[[ Exercise data open ]]

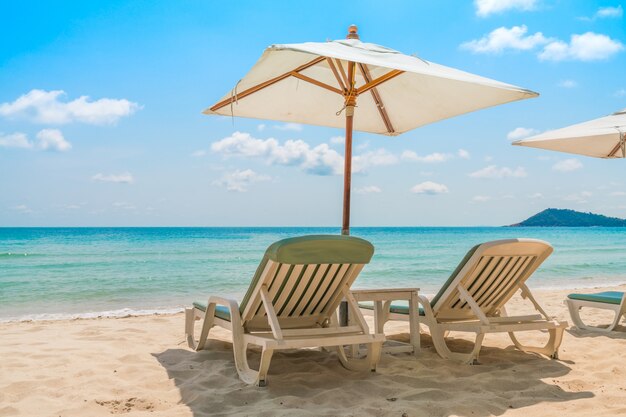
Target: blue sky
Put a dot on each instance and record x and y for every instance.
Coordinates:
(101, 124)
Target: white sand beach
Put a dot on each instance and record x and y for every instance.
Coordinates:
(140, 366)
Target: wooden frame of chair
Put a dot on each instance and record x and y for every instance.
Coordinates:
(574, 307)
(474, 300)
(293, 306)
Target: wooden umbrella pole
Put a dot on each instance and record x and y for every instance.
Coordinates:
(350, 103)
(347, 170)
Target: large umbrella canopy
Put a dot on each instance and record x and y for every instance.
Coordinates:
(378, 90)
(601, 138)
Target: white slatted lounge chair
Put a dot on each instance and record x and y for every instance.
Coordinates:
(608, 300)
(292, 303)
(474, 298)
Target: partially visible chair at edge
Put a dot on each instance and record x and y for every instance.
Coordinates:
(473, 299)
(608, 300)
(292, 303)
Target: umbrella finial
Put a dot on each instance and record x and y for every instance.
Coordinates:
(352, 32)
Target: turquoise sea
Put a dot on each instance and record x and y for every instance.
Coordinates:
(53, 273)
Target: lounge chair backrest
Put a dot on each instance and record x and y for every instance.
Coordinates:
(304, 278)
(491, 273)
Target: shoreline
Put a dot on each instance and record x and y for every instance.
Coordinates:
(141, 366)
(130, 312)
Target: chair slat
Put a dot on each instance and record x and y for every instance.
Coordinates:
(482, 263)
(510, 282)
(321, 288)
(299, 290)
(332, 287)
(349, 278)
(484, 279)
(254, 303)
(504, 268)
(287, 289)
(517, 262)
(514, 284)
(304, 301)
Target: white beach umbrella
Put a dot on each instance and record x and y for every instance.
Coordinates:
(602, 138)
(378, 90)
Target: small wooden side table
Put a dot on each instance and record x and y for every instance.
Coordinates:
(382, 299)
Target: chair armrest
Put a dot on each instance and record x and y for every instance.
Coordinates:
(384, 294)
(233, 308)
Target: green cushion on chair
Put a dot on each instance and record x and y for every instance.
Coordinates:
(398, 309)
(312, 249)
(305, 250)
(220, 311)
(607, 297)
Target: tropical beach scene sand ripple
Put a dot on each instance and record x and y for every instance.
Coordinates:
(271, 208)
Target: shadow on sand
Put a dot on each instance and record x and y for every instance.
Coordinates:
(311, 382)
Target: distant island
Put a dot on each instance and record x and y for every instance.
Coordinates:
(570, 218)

[[ Exercise data closed ]]

* What to work on
Only the lines from the start of the records above through the line containing "Target: wooden umbrella pole" should be returned, exactly and with both ends, please; the pictures stay out.

* Task result
Target: blue sky
Put a dot on each instance and record x and y for every instance.
Coordinates:
(101, 124)
Target: white sand beach
Put a dot on each instance and record x and y for every instance.
Coordinates:
(140, 366)
Target: wooden frame of chair
Put a dot on each instance and record x and y for every instance.
Coordinates:
(574, 307)
(474, 300)
(293, 306)
Target: wooden umbrella pole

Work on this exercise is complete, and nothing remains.